Exercise prompt:
In the listing, rewrite the lines starting with the line that contains "of the overcast" and going on through the line that contains "x=483, y=166", changing "innermost" to "central" and leaving everything else as it is. Return only those lines.

#### Records

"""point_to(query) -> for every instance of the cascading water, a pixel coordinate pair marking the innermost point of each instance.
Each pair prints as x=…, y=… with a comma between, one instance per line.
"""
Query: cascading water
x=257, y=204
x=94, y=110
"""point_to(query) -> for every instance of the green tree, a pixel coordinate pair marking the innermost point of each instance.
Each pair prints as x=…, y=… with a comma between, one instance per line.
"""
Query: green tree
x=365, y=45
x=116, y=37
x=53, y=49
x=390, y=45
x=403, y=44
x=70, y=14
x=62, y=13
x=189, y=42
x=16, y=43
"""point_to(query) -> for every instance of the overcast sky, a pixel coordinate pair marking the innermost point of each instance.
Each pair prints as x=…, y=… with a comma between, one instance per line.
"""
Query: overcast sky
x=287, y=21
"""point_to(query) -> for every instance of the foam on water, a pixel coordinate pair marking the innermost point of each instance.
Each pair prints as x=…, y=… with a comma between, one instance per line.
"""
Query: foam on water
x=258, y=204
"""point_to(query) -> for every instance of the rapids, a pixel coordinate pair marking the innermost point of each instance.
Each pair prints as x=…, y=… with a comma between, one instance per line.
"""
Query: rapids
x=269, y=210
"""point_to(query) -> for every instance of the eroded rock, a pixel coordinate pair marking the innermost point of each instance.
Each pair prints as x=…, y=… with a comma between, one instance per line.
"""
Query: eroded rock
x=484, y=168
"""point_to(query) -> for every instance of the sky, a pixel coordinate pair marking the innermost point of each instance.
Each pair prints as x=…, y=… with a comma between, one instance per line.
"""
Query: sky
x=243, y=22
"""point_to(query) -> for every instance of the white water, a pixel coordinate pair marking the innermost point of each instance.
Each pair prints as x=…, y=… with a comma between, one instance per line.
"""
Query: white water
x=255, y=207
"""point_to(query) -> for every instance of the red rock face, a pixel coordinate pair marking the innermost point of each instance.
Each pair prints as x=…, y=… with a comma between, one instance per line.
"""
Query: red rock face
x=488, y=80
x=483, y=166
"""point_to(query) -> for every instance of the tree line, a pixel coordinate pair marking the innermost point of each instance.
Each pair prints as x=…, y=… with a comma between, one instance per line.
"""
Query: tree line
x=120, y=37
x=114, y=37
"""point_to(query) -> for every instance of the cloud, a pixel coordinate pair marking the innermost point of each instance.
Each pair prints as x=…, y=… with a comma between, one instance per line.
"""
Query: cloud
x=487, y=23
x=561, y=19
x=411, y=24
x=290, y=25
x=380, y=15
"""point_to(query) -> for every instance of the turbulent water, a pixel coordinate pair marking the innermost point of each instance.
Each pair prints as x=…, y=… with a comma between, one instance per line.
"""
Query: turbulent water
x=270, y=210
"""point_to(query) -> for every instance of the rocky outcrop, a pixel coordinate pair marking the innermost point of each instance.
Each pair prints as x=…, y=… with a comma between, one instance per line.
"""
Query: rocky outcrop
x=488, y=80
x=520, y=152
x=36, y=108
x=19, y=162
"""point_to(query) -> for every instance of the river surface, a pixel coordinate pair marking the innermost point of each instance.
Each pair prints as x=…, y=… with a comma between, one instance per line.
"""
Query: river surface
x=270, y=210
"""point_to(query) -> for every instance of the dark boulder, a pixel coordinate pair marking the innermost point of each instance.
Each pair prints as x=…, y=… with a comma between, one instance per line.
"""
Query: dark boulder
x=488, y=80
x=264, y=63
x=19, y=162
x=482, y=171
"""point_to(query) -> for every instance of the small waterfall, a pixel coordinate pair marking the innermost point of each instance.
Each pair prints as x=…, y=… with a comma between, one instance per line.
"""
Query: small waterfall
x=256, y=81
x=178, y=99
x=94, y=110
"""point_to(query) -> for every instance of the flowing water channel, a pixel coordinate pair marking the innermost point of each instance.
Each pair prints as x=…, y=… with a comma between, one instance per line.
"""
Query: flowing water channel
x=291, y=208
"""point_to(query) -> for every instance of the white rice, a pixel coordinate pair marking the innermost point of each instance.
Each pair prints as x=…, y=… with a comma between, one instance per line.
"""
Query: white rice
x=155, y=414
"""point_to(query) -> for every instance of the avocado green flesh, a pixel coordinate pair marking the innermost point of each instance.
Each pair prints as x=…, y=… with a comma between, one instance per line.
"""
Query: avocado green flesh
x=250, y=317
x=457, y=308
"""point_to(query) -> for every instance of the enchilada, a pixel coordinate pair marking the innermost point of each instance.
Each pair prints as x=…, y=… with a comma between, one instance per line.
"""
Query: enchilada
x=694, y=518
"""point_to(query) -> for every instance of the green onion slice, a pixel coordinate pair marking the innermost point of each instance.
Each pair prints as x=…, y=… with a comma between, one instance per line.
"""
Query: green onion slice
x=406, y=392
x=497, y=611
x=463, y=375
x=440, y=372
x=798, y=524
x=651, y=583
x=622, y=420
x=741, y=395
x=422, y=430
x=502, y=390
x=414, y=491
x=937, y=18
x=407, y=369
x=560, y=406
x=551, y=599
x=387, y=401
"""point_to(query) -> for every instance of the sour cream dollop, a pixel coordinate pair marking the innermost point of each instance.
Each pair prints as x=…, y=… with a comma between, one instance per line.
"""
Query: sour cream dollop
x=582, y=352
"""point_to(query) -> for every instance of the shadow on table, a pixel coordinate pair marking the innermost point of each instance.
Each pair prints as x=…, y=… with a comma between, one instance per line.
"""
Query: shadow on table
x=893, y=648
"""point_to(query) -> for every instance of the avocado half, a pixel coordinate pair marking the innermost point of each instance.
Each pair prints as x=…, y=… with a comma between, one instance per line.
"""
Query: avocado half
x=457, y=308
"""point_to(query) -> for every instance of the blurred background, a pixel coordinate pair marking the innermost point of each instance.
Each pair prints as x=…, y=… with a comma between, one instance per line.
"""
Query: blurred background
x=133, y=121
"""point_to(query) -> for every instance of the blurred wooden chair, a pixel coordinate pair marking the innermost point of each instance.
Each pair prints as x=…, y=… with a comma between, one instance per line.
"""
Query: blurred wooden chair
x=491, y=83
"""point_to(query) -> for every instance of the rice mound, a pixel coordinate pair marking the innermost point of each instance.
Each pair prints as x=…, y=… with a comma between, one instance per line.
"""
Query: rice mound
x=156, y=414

########

Task solution:
"""point_to(query) -> for every instance of the overcast sky, a pixel coordinate pair marking the central point of each instance.
Each pair prints as x=…, y=… with a comma between, one instance per line.
"""
Query: overcast sky
x=287, y=21
"""point_to(query) -> for every instance of the foam on water, a pixel coordinate pair marking the central point of each instance.
Each pair prints as x=…, y=… with a comma between, one instance per line.
"""
Query: foam on water
x=258, y=204
"""point_to(query) -> for every instance of the rapids, a pixel coordinate pair marking the central point of each instance.
Each pair prints as x=…, y=… with a comma between, one instance per line.
"""
Query: rapids
x=269, y=210
"""point_to(query) -> for every instance of the eroded rock, a pixel coordinate pair marking the central point of each instance.
Each pair prints as x=…, y=… with a comma between, one instance per line.
"""
Query: eroded rock
x=484, y=168
"""point_to(query) -> for every instance of the sky, a pixel coordinate pair marking the central point of each instance.
Each pair prints as x=…, y=… with a comma between, one instance per line.
"""
Query: sky
x=243, y=22
"""point_to(query) -> for every instance of the white water, a pixel coordinate pair marking the central point of each instance.
Each pair prints as x=…, y=… with a comma between, one instance per line.
"""
Query: white water
x=255, y=207
"""point_to(query) -> for every instance of the red rock face, a pixel coordinate pair marking the central point of each instance.
Each pair prints as x=…, y=… with a comma between, one instance per line.
"""
Query: red rock face
x=488, y=80
x=483, y=166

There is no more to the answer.